## ACTION ITEM
Exactly the lines from the start of the data below through the line that contains "Where can the green leaf" are to be copied, with pictures left out.

## INPUT DATA
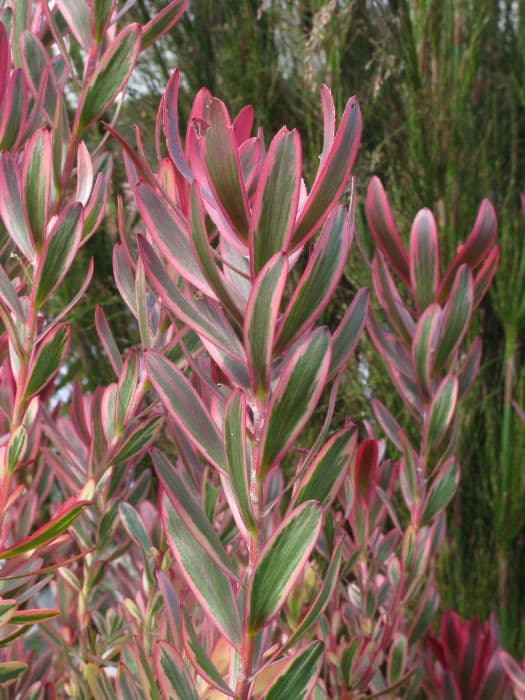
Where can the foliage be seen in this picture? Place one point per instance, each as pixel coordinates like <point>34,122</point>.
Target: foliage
<point>193,537</point>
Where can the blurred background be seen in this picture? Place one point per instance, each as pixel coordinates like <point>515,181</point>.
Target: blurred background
<point>441,84</point>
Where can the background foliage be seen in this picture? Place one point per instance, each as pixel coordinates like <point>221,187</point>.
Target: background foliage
<point>441,87</point>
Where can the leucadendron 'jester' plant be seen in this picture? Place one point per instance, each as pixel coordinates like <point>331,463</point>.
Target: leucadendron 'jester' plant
<point>300,541</point>
<point>63,66</point>
<point>235,541</point>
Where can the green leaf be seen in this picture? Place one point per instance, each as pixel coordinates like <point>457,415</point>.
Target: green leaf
<point>47,359</point>
<point>9,297</point>
<point>297,679</point>
<point>323,477</point>
<point>37,177</point>
<point>236,449</point>
<point>11,209</point>
<point>127,385</point>
<point>295,397</point>
<point>76,14</point>
<point>204,254</point>
<point>200,659</point>
<point>322,599</point>
<point>16,447</point>
<point>397,658</point>
<point>443,488</point>
<point>261,318</point>
<point>102,10</point>
<point>191,512</point>
<point>29,617</point>
<point>455,316</point>
<point>10,671</point>
<point>172,674</point>
<point>139,438</point>
<point>422,347</point>
<point>7,609</point>
<point>134,526</point>
<point>209,584</point>
<point>185,407</point>
<point>111,75</point>
<point>281,563</point>
<point>224,169</point>
<point>316,285</point>
<point>48,532</point>
<point>60,248</point>
<point>276,198</point>
<point>162,22</point>
<point>424,258</point>
<point>333,174</point>
<point>440,413</point>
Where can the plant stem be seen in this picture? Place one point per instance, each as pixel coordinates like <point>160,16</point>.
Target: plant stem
<point>254,545</point>
<point>505,466</point>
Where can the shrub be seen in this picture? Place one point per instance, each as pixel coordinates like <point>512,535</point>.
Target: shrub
<point>251,561</point>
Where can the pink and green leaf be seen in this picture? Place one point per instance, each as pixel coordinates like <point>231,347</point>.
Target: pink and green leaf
<point>58,253</point>
<point>276,199</point>
<point>366,469</point>
<point>322,274</point>
<point>10,672</point>
<point>281,562</point>
<point>127,386</point>
<point>200,660</point>
<point>443,488</point>
<point>137,439</point>
<point>323,478</point>
<point>76,14</point>
<point>389,298</point>
<point>37,177</point>
<point>455,317</point>
<point>206,320</point>
<point>170,107</point>
<point>134,526</point>
<point>348,332</point>
<point>12,210</point>
<point>485,275</point>
<point>204,255</point>
<point>30,617</point>
<point>224,170</point>
<point>261,319</point>
<point>186,408</point>
<point>47,359</point>
<point>469,368</point>
<point>295,397</point>
<point>322,599</point>
<point>111,75</point>
<point>14,111</point>
<point>332,176</point>
<point>384,230</point>
<point>423,347</point>
<point>190,512</point>
<point>209,584</point>
<point>162,22</point>
<point>236,451</point>
<point>9,297</point>
<point>60,522</point>
<point>475,249</point>
<point>392,429</point>
<point>440,413</point>
<point>167,229</point>
<point>172,673</point>
<point>108,341</point>
<point>299,676</point>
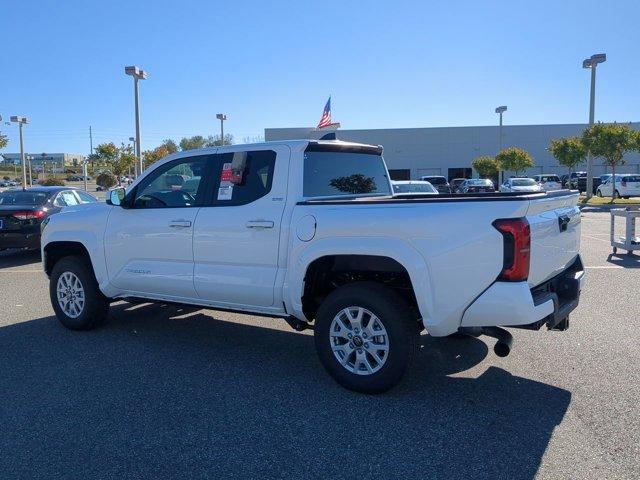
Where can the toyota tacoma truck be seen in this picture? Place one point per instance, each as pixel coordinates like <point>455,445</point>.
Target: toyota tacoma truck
<point>310,231</point>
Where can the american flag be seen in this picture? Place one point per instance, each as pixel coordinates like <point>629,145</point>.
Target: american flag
<point>325,120</point>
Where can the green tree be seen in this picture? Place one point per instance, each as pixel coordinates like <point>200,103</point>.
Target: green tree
<point>610,142</point>
<point>485,165</point>
<point>105,155</point>
<point>106,180</point>
<point>514,159</point>
<point>170,145</point>
<point>569,152</point>
<point>191,143</point>
<point>214,140</point>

## TASK ANSWER
Where can the foliage be seen in this picture? Place one point per instance, each as pixel coordinates like <point>34,122</point>.
Target: foliage
<point>193,537</point>
Where can the blurred background be seen in this picture? Place one point per instance, each as pixel coordinates like <point>515,181</point>.
Target: blurred background
<point>441,84</point>
Where can the background foliage be seen in this picture? Place one point per instance, each as pixel coordinates like <point>221,187</point>.
Target: background foliage
<point>441,87</point>
Where can the leucadendron 'jester' plant be seen in this picture? Place one point per instance, each as pixel coordinates like <point>331,463</point>.
Target: leucadendron 'jester' plant
<point>300,541</point>
<point>63,66</point>
<point>235,541</point>
Where can the green leaf be seen in this picture? Place one point per instance, each as pixel coordinates like <point>457,415</point>.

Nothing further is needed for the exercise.